What the task asks -> Transcribe the entries below exactly.

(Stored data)
>>>>

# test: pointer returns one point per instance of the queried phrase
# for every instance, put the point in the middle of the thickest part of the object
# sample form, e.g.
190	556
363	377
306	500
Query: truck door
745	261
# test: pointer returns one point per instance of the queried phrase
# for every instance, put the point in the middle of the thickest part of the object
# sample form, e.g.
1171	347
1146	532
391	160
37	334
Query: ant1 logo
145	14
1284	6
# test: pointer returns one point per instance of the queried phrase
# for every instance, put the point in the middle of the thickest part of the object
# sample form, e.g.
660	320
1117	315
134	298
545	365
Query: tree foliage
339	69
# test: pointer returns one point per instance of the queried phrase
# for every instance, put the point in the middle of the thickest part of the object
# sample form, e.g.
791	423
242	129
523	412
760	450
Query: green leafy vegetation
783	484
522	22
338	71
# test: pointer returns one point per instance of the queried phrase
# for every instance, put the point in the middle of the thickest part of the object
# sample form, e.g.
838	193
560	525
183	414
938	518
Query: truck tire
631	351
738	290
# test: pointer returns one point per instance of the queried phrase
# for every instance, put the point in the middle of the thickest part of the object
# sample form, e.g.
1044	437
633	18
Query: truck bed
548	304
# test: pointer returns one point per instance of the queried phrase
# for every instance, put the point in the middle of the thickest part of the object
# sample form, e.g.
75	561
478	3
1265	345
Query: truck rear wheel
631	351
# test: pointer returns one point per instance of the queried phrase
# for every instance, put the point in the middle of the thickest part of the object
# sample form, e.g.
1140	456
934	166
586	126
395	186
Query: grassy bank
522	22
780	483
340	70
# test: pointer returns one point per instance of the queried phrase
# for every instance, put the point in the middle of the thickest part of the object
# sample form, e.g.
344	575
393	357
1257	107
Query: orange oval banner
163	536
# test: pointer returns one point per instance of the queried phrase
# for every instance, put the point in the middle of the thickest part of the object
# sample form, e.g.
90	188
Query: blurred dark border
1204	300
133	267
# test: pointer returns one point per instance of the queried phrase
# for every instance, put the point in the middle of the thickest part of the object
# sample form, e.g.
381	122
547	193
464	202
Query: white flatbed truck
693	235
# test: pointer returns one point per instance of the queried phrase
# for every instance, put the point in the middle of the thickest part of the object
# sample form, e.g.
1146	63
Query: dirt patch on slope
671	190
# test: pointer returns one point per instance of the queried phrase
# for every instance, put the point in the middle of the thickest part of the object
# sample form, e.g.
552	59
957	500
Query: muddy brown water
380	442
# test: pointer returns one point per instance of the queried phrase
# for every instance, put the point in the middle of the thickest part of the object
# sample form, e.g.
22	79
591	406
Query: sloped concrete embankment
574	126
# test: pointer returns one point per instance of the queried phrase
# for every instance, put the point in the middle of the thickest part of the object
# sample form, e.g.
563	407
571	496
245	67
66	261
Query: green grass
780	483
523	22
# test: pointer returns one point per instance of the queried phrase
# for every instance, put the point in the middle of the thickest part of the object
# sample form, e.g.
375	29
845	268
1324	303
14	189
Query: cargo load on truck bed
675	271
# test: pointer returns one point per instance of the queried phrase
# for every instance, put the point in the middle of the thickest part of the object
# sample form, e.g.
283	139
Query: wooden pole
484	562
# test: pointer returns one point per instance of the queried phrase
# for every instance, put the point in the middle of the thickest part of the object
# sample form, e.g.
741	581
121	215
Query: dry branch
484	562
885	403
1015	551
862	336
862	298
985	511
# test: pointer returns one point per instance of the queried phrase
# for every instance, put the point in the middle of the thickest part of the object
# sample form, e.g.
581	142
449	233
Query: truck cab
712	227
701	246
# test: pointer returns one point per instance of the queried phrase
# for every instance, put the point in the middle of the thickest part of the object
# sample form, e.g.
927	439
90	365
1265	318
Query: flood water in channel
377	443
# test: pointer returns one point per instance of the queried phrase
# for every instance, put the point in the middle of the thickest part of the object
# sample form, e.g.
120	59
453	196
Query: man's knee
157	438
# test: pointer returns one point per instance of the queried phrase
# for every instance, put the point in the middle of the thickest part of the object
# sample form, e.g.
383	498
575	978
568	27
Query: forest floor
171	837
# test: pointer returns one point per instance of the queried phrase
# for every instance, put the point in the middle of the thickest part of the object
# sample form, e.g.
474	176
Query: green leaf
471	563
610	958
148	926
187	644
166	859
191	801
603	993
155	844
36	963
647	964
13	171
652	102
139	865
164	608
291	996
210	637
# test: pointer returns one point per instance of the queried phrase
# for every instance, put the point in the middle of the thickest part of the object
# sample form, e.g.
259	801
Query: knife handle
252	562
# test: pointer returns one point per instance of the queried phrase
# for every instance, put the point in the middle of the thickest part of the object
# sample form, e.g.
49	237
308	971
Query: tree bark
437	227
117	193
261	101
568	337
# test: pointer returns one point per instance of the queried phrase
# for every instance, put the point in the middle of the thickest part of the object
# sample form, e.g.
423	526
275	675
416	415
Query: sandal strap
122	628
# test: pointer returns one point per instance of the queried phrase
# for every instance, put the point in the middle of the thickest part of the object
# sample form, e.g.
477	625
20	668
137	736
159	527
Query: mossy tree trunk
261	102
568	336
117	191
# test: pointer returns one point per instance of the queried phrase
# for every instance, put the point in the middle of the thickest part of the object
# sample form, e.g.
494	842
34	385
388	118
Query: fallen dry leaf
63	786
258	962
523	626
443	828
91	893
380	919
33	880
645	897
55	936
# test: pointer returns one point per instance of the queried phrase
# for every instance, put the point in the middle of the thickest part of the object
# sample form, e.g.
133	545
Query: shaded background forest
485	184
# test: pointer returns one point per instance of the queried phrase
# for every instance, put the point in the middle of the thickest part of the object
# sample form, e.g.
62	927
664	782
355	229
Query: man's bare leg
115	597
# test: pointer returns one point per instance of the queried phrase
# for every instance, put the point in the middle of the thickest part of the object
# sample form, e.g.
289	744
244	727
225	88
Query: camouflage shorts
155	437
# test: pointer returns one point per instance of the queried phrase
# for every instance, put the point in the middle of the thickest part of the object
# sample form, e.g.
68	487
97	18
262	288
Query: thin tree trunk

<<<<

Full answer ->
# test: pointer returns one point per instance of the queried phrase
# for every instance, put the point in the middle of the thickest part of the object
# sample form, e.g.
190	556
363	377
306	500
Query: truck door
745	261
# test: pointer returns one point per instance of the queried phrase
# for every instance, put the point in the middle of the thickest part of the object
# sample form, e.g.
1171	347
1146	532
391	160
37	334
Query: ant1 logo
145	14
1284	6
# test: pointer returns one point per instance of the queried phrase
# for every instance, put the point in the middle of the thickest part of the object
# sample form, e.g.
660	320
1117	315
134	298
545	365
Query: tree foliage
339	69
# test: pointer returns one point per instance of the queried phrase
# for every instance, put the point in the middle of the thickest part of the object
# sample form, e.g.
791	423
242	129
523	412
760	450
Query: green leafy vegetation
783	484
522	22
338	71
# test: pointer returns one point per instance of the queried phrase
# for every instance, put the point in the middle of the thickest part of the object
# sample form, e.g.
838	193
560	525
183	414
938	518
Query: truck tire
631	351
738	290
# test: pointer returns one point per instance of the queried phrase
# for every instance, put the point in the middle of the thickest part of the object
# sample form, e.g.
1044	437
633	18
Query: truck bed
548	304
# test: pointer returns one point per instance of the queried phrase
# for every instance, put the point in the middle of the thickest part of the object
# sample form, e.g.
75	561
478	3
1265	345
Query: truck rear wheel
631	351
# test: pointer returns one point per instance of the queried phrase
# for every instance, put the point in the middle of the thickest part of the object
# sample form, e.g.
1140	456
934	166
586	126
395	186
Query: grassy bank
522	22
780	483
340	70
# test: pointer returns one point per instance of the queried phrase
# for every instance, put the point in the middle of the thickest part of the object
# sample form, e.g.
344	575
393	357
1257	107
Query: orange oval banner
163	536
# test: pointer returns one point per instance of the queried phrase
# for every instance, put the point in the middle of the thickest part of the object
# sample form, e.g.
90	188
Query: blurred dark border
1204	300
133	267
# test: pointer returns one point per instance of the queried phrase
# for every instance, put the point in the middle of the thickest part of the object
# sample form, e.g.
381	122
547	193
464	202
Query: white flatbed truck
693	235
# test: pointer returns one point per instance of the queried phrase
# for every instance, put the point in the middle of the thickest part of the object
# sample form, e.g.
1146	63
Query: dirt patch on slope
671	190
# test: pointer returns one point per instance of the queried phrase
# for every instance, put the point in the middle of the thickest part of the object
# sample form, e.g.
552	59
957	500
Query: muddy brown water
380	442
# test: pointer returns one point per instance of the queried phrase
# for every instance, put the point in the middle of the thickest part of the object
# sample form, e.g.
22	79
591	406
Query: sloped concrete embankment
574	126
# test: pointer returns one point per instance of the queried phrase
# for every instance, put the point in the middle of the thickest part of the object
# sample form, e.g.
563	407
571	496
245	67
66	261
Query: green grass
780	483
523	22
# test: pointer returns one point per instance of the queried phrase
# for every instance, put the point in the middle of the thickest part of the object
# sample form, e.g.
375	29
845	268
1324	303
14	189
Query: cargo load on truck bed
675	271
# test: pointer returns one point per instance of the queried phrase
# for every instance, put the point in the middle of the thickest part of the object
# sample form, e.g.
283	139
Query: wooden pole
484	562
# test: pointer returns one point per instance of the queried phrase
# for every instance, put the point in the middle of the thickest part of the object
# sample form, e.g.
741	581
121	215
Query: dry branch
484	562
885	403
1015	551
862	336
862	298
985	511
# test: pointer returns one point per instance of the queried phrase
# for every instance, put the point in the middle of the thickest part of the object
# sample form, e.g.
581	142
449	233
Query: truck cab
712	227
701	246
# test: pointer returns one point per instance of the queried phrase
# for every instance, put the point in the middle of the thickest part of the object
# sample form, e.g.
927	439
90	365
1265	318
Query: flood water in channel
377	443
# test: pointer returns one point per instance of the queried phrase
# for every instance, put the point in the middle of the thickest part of the object
# sample form, e.g.
120	59
453	196
Query: man's knee
157	438
# test: pointer returns one point per instance of the queried phrase
# for every instance, put the point in the middle of the thickest part of the object
# sample form, e.g.
383	498
575	978
568	27
Query: forest floor
171	837
# test: pointer returns one point per instance of the queried phrase
# for every instance, put the point in the middle of the thickest part of the object
# sample form, e.g.
474	176
Query: green leaf
471	563
610	958
148	926
187	644
166	859
191	801
603	993
155	844
36	963
647	964
13	171
652	102
139	865
164	608
291	996
210	637
# test: pointer returns one point per instance of the queried phrase
# for every instance, put the point in the middle of the thickest part of the object
# sample form, e.g.
259	801
Query: knife handle
252	562
# test: pointer returns one point per instance of the queried phrase
# for every instance, put the point in the middle of the thickest part of the object
# sample form, e.g.
49	237
308	971
Query: tree bark
437	227
117	193
261	101
568	337
# test: pointer returns one point per instance of the queried phrase
# for every instance, put the point in the middle of the thickest part of the object
# sample form, e.g.
423	526
275	675
416	415
Query: sandal strap
122	628
# test: pointer returns one point per instance of the queried phrase
# for every instance, put the point in the middle of the thickest part of the object
# sample form, e.g.
477	625
20	668
137	736
159	527
Query: mossy tree trunk
261	102
568	336
117	191
# test: pointer returns one point per instance of the queried phrase
# for every instance, put the point in the middle of the thickest part of the object
# sample form, e.g.
494	842
34	385
388	118
Query: fallen dry leaf
63	786
258	962
523	626
443	828
91	893
380	919
33	880
645	897
55	936
# test: pointer returns one point per instance of the queried phrase
# for every instance, put the point in the middle of the thickest part of the object
# sample form, e.g.
133	545
Query: shaded background forest
485	184
# test: pointer returns one point per instance of the queried phrase
# for every instance, put the point in the middle of the thickest part of the object
# sample form, e.g.
62	927
664	782
355	229
Query: man's bare leg
115	597
# test: pointer returns one point per instance of the queried phrase
# for every instance, put the point in the middle of the thickest part of the object
# sample form, e.g.
289	744
244	727
225	88
Query: camouflage shorts
155	437
# test: pointer returns one point per instance of the queried phrase
# for every instance, put the point in the middle of the thickest part of the object
# sample form, e.g.
68	487
97	18
262	288
Query: thin tree trunk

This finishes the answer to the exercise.